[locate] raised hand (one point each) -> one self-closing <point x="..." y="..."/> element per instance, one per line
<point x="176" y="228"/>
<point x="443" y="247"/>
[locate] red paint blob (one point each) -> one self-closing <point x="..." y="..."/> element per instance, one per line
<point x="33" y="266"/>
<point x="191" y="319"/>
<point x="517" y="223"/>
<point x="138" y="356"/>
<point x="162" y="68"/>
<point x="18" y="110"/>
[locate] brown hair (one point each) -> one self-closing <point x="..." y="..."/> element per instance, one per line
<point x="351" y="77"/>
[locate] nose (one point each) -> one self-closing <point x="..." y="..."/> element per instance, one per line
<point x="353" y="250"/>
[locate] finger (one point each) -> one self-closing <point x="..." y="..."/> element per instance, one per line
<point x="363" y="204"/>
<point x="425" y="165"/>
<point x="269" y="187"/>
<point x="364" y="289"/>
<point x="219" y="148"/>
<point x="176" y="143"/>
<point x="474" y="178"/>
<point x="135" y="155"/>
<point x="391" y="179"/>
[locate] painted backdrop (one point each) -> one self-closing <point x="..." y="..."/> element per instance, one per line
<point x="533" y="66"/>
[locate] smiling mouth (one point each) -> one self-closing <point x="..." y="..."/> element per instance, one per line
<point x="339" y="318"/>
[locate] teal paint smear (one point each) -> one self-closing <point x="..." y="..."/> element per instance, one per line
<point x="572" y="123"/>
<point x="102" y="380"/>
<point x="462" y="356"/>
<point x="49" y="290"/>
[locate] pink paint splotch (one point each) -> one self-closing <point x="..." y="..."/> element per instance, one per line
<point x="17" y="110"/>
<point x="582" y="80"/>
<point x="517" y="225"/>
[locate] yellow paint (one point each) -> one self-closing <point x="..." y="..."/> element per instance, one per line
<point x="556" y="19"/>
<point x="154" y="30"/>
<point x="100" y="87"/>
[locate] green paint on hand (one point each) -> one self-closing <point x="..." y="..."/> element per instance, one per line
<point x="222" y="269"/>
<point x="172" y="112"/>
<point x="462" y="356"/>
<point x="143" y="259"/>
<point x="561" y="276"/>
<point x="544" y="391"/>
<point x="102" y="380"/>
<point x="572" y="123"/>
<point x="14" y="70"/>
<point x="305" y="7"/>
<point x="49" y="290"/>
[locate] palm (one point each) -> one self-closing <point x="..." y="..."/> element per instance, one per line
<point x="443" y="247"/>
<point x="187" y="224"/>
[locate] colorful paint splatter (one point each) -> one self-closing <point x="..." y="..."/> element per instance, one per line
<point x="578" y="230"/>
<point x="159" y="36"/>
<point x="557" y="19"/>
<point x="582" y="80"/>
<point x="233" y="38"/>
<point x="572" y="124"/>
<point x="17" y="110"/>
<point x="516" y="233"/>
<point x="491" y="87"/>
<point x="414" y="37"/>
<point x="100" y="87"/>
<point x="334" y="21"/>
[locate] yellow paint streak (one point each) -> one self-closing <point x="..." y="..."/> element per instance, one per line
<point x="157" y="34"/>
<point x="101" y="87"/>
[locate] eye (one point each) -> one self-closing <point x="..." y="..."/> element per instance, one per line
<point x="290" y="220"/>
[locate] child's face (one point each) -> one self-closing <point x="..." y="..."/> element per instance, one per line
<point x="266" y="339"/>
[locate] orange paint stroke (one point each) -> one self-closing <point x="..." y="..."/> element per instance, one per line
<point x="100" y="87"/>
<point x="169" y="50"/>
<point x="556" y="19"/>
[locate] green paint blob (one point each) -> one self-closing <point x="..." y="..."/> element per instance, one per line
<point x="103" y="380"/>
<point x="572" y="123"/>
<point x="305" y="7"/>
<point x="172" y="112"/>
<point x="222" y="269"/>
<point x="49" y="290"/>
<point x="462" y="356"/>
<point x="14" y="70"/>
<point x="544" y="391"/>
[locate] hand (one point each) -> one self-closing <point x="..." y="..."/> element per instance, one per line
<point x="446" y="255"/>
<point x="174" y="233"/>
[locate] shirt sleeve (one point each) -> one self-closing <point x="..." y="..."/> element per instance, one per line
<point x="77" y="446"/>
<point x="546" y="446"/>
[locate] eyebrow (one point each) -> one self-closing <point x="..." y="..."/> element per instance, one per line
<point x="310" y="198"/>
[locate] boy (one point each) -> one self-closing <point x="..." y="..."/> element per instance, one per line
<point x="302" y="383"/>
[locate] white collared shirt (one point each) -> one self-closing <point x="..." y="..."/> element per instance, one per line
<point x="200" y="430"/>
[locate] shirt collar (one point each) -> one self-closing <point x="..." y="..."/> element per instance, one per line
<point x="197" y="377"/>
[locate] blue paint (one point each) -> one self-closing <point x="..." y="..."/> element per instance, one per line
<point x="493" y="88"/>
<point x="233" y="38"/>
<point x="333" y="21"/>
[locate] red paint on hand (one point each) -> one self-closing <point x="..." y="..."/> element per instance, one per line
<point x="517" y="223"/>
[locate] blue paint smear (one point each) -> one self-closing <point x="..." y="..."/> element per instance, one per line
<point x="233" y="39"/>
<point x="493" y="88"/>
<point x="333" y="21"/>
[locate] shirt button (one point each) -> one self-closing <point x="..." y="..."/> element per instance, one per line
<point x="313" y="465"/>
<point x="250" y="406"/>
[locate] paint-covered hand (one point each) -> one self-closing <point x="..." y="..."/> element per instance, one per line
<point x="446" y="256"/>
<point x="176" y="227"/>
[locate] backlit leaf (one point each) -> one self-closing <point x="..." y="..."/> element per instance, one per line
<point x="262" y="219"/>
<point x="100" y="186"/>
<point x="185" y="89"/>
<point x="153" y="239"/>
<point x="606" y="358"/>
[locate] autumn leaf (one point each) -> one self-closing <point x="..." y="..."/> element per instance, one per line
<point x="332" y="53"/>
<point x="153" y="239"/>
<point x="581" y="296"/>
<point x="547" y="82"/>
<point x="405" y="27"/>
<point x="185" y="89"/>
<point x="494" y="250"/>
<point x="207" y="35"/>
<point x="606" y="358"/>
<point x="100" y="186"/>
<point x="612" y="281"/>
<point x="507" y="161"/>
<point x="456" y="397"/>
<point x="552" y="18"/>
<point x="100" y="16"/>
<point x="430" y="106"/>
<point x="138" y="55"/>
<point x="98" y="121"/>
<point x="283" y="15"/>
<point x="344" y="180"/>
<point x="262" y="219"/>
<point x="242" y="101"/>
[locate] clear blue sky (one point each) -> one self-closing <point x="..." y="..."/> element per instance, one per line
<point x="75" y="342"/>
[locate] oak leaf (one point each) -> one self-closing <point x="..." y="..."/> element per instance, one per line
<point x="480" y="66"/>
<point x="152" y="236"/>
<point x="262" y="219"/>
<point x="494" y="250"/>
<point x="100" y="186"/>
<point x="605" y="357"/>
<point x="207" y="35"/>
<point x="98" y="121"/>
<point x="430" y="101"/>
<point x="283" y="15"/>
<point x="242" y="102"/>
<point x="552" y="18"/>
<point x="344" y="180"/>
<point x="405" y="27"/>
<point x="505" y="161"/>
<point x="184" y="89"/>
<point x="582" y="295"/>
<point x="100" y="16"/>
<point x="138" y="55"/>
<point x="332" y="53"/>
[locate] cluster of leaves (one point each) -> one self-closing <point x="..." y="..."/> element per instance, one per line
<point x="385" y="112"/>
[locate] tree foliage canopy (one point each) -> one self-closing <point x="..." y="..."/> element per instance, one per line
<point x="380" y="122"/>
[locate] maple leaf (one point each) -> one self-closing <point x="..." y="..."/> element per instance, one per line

● ● ● ●

WHAT IS BEING ASKED: Write out the entire listing exactly.

WRITTEN ANSWER:
[locate] raised hand (one point each) -> one self-closing <point x="..." y="..."/> element per instance, one per line
<point x="176" y="228"/>
<point x="443" y="247"/>
[locate] red paint blob (one point each) -> one self-closing <point x="..." y="..."/> element per instance, one per line
<point x="33" y="266"/>
<point x="191" y="319"/>
<point x="517" y="223"/>
<point x="138" y="356"/>
<point x="162" y="68"/>
<point x="18" y="110"/>
[locate] brown hair (one point each) -> one self-closing <point x="..." y="..."/> element per instance, one per line
<point x="351" y="77"/>
[locate] nose (one point each) -> one self-closing <point x="..." y="..."/> element per instance, one per line
<point x="353" y="250"/>
[locate] finger (one point each) -> one self-closing <point x="..." y="..."/> element per instance, one per line
<point x="363" y="204"/>
<point x="425" y="165"/>
<point x="269" y="187"/>
<point x="364" y="289"/>
<point x="219" y="148"/>
<point x="176" y="143"/>
<point x="474" y="178"/>
<point x="135" y="155"/>
<point x="391" y="179"/>
[locate] painted backdrop (one point each) -> one self-closing <point x="..." y="..."/> element per instance, one per line
<point x="533" y="66"/>
[locate] smiling mouth (one point each) -> one self-closing <point x="..." y="..."/> element per instance, one per line
<point x="339" y="318"/>
[locate] teal paint smear (one point each) -> one self-closing <point x="..." y="..."/> element per instance, one per line
<point x="572" y="123"/>
<point x="102" y="380"/>
<point x="462" y="356"/>
<point x="49" y="290"/>
[locate] pink paint splotch (one point each) -> one self-closing <point x="..." y="..."/> element per instance, one per line
<point x="17" y="110"/>
<point x="582" y="80"/>
<point x="517" y="225"/>
[locate] yellow paint (one point each) -> one self-closing <point x="..." y="..."/> element per instance, one per line
<point x="556" y="19"/>
<point x="154" y="30"/>
<point x="100" y="87"/>
[locate] green paint on hand (one point each) -> one self-closing <point x="..." y="..."/> element per instance, one per line
<point x="222" y="269"/>
<point x="172" y="112"/>
<point x="462" y="356"/>
<point x="143" y="259"/>
<point x="561" y="276"/>
<point x="544" y="391"/>
<point x="102" y="380"/>
<point x="572" y="123"/>
<point x="14" y="70"/>
<point x="305" y="7"/>
<point x="49" y="290"/>
[locate] palm (one point each) -> one self-closing <point x="..." y="..."/> element per instance, one per line
<point x="443" y="247"/>
<point x="187" y="224"/>
[locate] colorful paint splatter (one point each) -> one self-closing <point x="..." y="..."/> element per instance, one per line
<point x="578" y="230"/>
<point x="159" y="36"/>
<point x="557" y="19"/>
<point x="582" y="80"/>
<point x="233" y="38"/>
<point x="572" y="124"/>
<point x="17" y="110"/>
<point x="516" y="233"/>
<point x="491" y="87"/>
<point x="414" y="37"/>
<point x="100" y="87"/>
<point x="334" y="21"/>
[locate] yellow paint streak (one point each) -> one self-closing <point x="..." y="..."/> element per instance, one per line
<point x="157" y="34"/>
<point x="101" y="87"/>
[locate] eye (one point each) -> one self-closing <point x="..." y="..."/> element per instance, one per line
<point x="290" y="220"/>
[locate] child's face (one point each) -> one self-closing <point x="..." y="..."/> element per instance, one per line
<point x="266" y="339"/>
[locate] orange paint stroke (one point each) -> one self-closing <point x="..." y="..."/> element per instance, one per line
<point x="100" y="87"/>
<point x="169" y="50"/>
<point x="556" y="19"/>
[locate] green paint blob (one point each) -> one self-closing <point x="..." y="..."/> element per instance, one per line
<point x="103" y="380"/>
<point x="572" y="123"/>
<point x="305" y="7"/>
<point x="172" y="112"/>
<point x="222" y="269"/>
<point x="49" y="290"/>
<point x="462" y="356"/>
<point x="14" y="70"/>
<point x="544" y="391"/>
[locate] hand (one point each) -> one self-closing <point x="..." y="..."/> element per instance, one per line
<point x="446" y="255"/>
<point x="174" y="233"/>
[locate] shirt sleeve (one point each) -> one self-closing <point x="..." y="..."/> element per instance, one per line
<point x="77" y="446"/>
<point x="546" y="446"/>
[locate] eyebrow (one point each) -> one self-closing <point x="..." y="..."/> element per instance, one per line
<point x="310" y="198"/>
[locate] boy (one point each) -> one self-closing <point x="..." y="..."/> element per instance, one per line
<point x="302" y="383"/>
[locate] white collared shirt (one point each) -> one self-closing <point x="..." y="..."/> element per instance, one per line
<point x="200" y="430"/>
[locate] shirt collar (one point each) -> one self-closing <point x="..." y="..."/> element per instance, one per line
<point x="197" y="377"/>
[locate] blue paint (one point each) -> one self-closing <point x="..." y="..."/> element per instance, one per line
<point x="493" y="88"/>
<point x="233" y="38"/>
<point x="333" y="21"/>
[locate] red paint on hand (one point each) -> one self-closing <point x="..." y="..."/> element per instance, one per line
<point x="517" y="223"/>
[locate] blue paint smear (one point each) -> one self-closing <point x="..." y="..."/> element per instance, one per line
<point x="233" y="39"/>
<point x="493" y="88"/>
<point x="333" y="21"/>
[locate] shirt button (one point each) -> one self-closing <point x="..." y="..."/> element per instance, one per line
<point x="313" y="465"/>
<point x="250" y="406"/>
[locate] paint-covered hand (one point each) -> one self-closing <point x="..." y="..."/> element per instance, one per line
<point x="446" y="256"/>
<point x="176" y="227"/>
[locate] backlit leaf (one point each) -> one self-closing <point x="..." y="..."/> element per instance, one per line
<point x="262" y="219"/>
<point x="100" y="186"/>
<point x="185" y="89"/>
<point x="153" y="239"/>
<point x="606" y="358"/>
[locate] autumn leaf (one point each) -> one self-closing <point x="..." y="..."/> element per instance, one per line
<point x="332" y="53"/>
<point x="153" y="239"/>
<point x="581" y="296"/>
<point x="547" y="82"/>
<point x="405" y="27"/>
<point x="185" y="89"/>
<point x="494" y="250"/>
<point x="207" y="35"/>
<point x="606" y="358"/>
<point x="100" y="186"/>
<point x="612" y="281"/>
<point x="507" y="161"/>
<point x="456" y="397"/>
<point x="552" y="18"/>
<point x="100" y="16"/>
<point x="430" y="106"/>
<point x="138" y="55"/>
<point x="98" y="121"/>
<point x="283" y="15"/>
<point x="344" y="180"/>
<point x="262" y="219"/>
<point x="242" y="101"/>
[locate] clear blue sky (one point each) -> one self-closing <point x="..." y="..."/> element per instance, one per line
<point x="75" y="342"/>
[locate] oak leaf (one point each) -> one self-closing <point x="..." y="..."/> element per instance, one per line
<point x="480" y="66"/>
<point x="152" y="236"/>
<point x="262" y="219"/>
<point x="494" y="250"/>
<point x="100" y="186"/>
<point x="605" y="357"/>
<point x="207" y="35"/>
<point x="98" y="121"/>
<point x="430" y="101"/>
<point x="283" y="15"/>
<point x="242" y="102"/>
<point x="552" y="18"/>
<point x="344" y="180"/>
<point x="405" y="27"/>
<point x="505" y="161"/>
<point x="184" y="89"/>
<point x="582" y="295"/>
<point x="100" y="16"/>
<point x="138" y="55"/>
<point x="332" y="53"/>
[locate] cluster of leaves (one point each) -> one self-closing <point x="..." y="..."/> element per instance, one per line
<point x="385" y="112"/>
[locate] tree foliage canopy (one point each) -> one self-closing <point x="..." y="..."/> element per instance, one per line
<point x="380" y="122"/>
[locate] maple leaf (one point each) -> one self-closing <point x="..." y="..."/> element per instance, one per line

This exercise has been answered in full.